• TEXTAUSZUG:

--------

Im vergangenen Jahr wurde auf unserer Webseite in der Fastenzeit ein Kreuzweg zum Mitbeten eingestellt. Zu den einzelnen Stationen wurden Fotos des Kreuzweges von Hildegard Wiegel-Jahn auf der Seiten-Empore unserer Kirche gezeigt. Wird ein Kreuzweg in der Kirche gebetet, etwa am Freitagnachmittag, geschieht das allerdings im Hauptschiff an den Stationen von Otto Grassl (1891-1976). Dieser Kreuzweg ist der älteste in Salvator. Schon im März 1933, gleich nach der Benediktion der Kirche, hatte Pfarrer Grabe bei Bischof Schreiber angefragt, ob er in Lichtenrade in der Kirche und im Oratorium der Heiligenstädter Schulschwestern (heute Meditationsraum) Kreuzwege errichten dürfte. Die Genehmigung dafür wurde ihm am 26. März 1933 von Domvikar Steinmann erteilt. 10 Jahre vergingen allerdings noch, ehe es dann tatsächlich einen Kreuzweg in unserer Salvator-Kirche gab.

--------

• INFORMATIONEN:
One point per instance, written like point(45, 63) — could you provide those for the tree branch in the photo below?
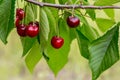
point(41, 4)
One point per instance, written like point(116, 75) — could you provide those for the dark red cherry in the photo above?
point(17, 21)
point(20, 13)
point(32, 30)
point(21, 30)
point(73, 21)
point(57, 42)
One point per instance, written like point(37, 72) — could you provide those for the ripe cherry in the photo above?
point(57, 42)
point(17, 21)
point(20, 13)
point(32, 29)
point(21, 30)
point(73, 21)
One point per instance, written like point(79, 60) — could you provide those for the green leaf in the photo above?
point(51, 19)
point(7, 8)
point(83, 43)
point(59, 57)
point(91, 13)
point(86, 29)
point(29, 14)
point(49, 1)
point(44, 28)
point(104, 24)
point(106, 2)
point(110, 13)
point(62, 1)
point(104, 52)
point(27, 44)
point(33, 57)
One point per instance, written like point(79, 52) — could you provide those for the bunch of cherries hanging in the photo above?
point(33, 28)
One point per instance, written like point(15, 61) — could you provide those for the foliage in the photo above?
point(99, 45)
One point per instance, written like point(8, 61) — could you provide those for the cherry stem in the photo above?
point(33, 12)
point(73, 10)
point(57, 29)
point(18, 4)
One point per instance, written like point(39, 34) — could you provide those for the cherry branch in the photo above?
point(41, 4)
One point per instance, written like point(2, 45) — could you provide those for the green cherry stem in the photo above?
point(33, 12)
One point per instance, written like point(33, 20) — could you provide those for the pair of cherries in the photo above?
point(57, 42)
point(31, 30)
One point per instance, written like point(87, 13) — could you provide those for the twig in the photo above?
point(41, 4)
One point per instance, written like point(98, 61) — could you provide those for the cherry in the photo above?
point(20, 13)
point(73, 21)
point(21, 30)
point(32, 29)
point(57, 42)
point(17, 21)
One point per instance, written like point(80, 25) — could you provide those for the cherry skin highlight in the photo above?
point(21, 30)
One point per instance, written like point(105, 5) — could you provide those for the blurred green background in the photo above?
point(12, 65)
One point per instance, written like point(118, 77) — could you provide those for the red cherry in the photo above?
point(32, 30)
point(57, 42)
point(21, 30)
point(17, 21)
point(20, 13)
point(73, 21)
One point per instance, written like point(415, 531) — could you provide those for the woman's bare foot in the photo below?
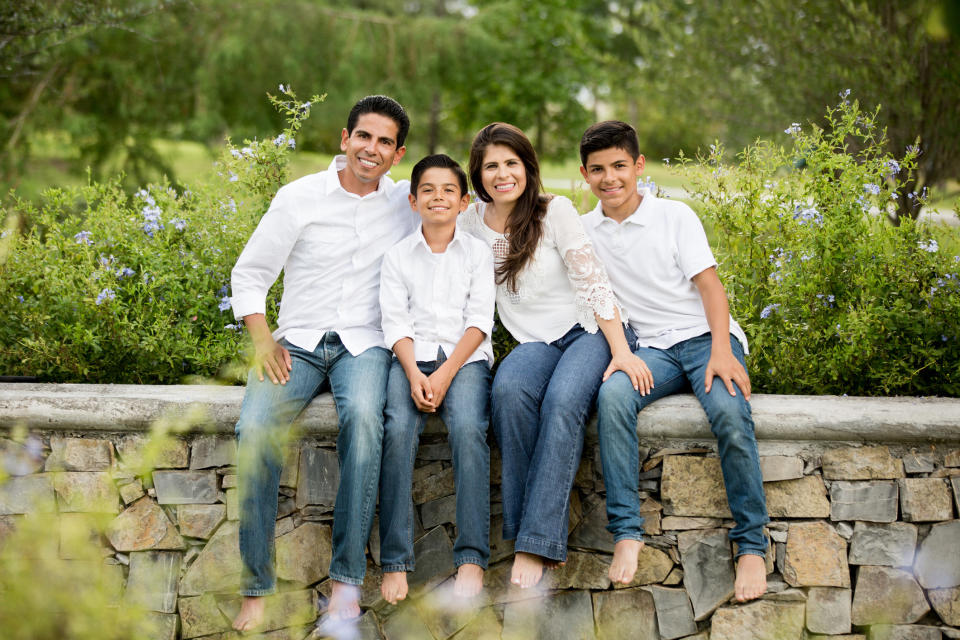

--------

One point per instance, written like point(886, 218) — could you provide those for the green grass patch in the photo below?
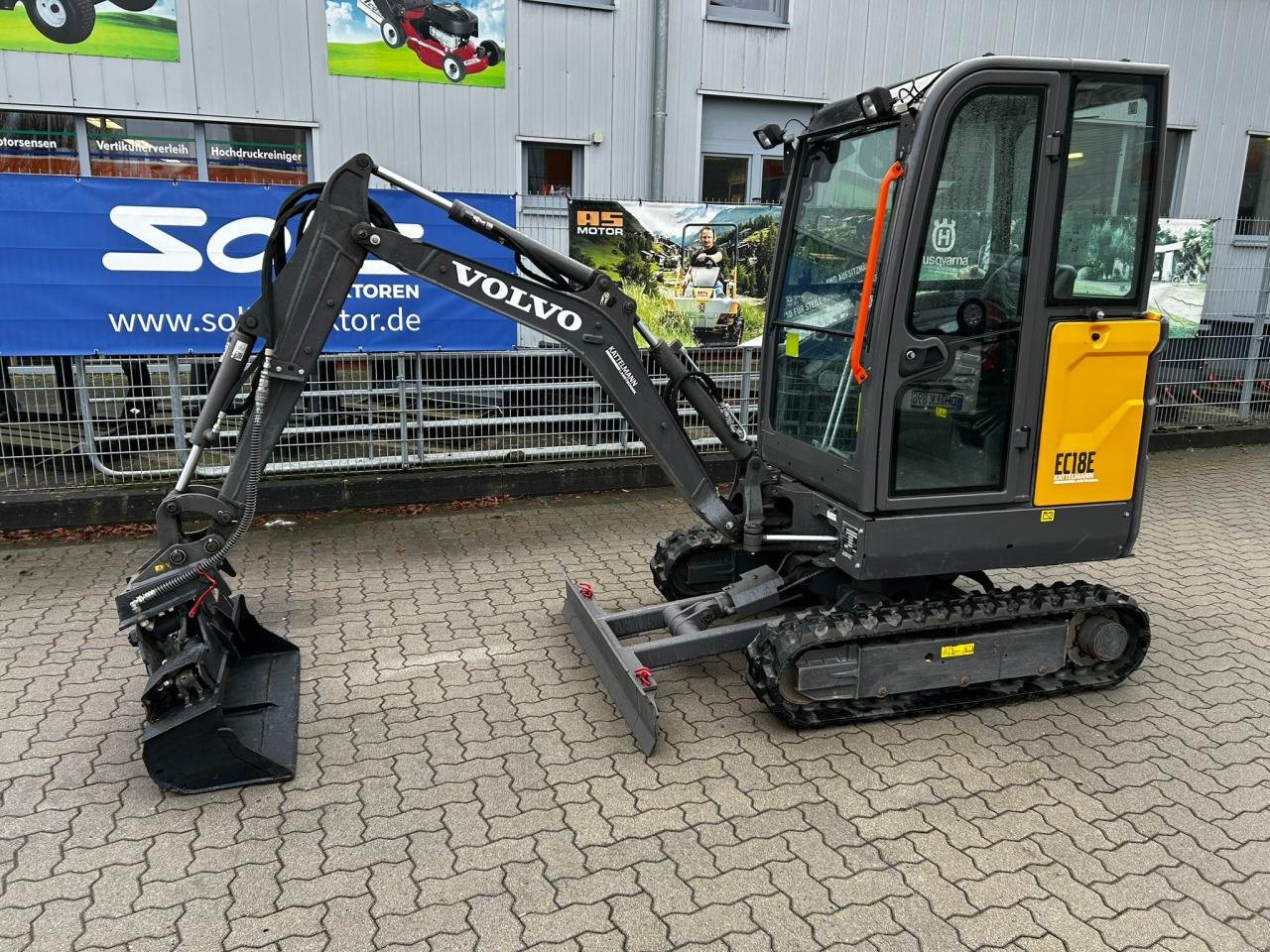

--------

• AUFGABE:
Beantworte anhand des Textauszugs die folgenden Fragen.
(a) Von wem stammen die Stationen im Hauptschiff, an denen in der Kirche der Kreuzweg gebetet wird?
(b) Wer erteilte die Genehmigung zur Errichtung der Kreuzwege, und an welchem Tag geschah das?
(c) Wie viele Jahre vergingen noch, bis es tatsächlich einen Kreuzweg in der Salvator-Kirche gab?

• LÖSUNG:
(a) Von Otto Grassl (1891-1976).
(b) Domvikar Steinmann, am 26. März 1933.
(c) 10 Jahre.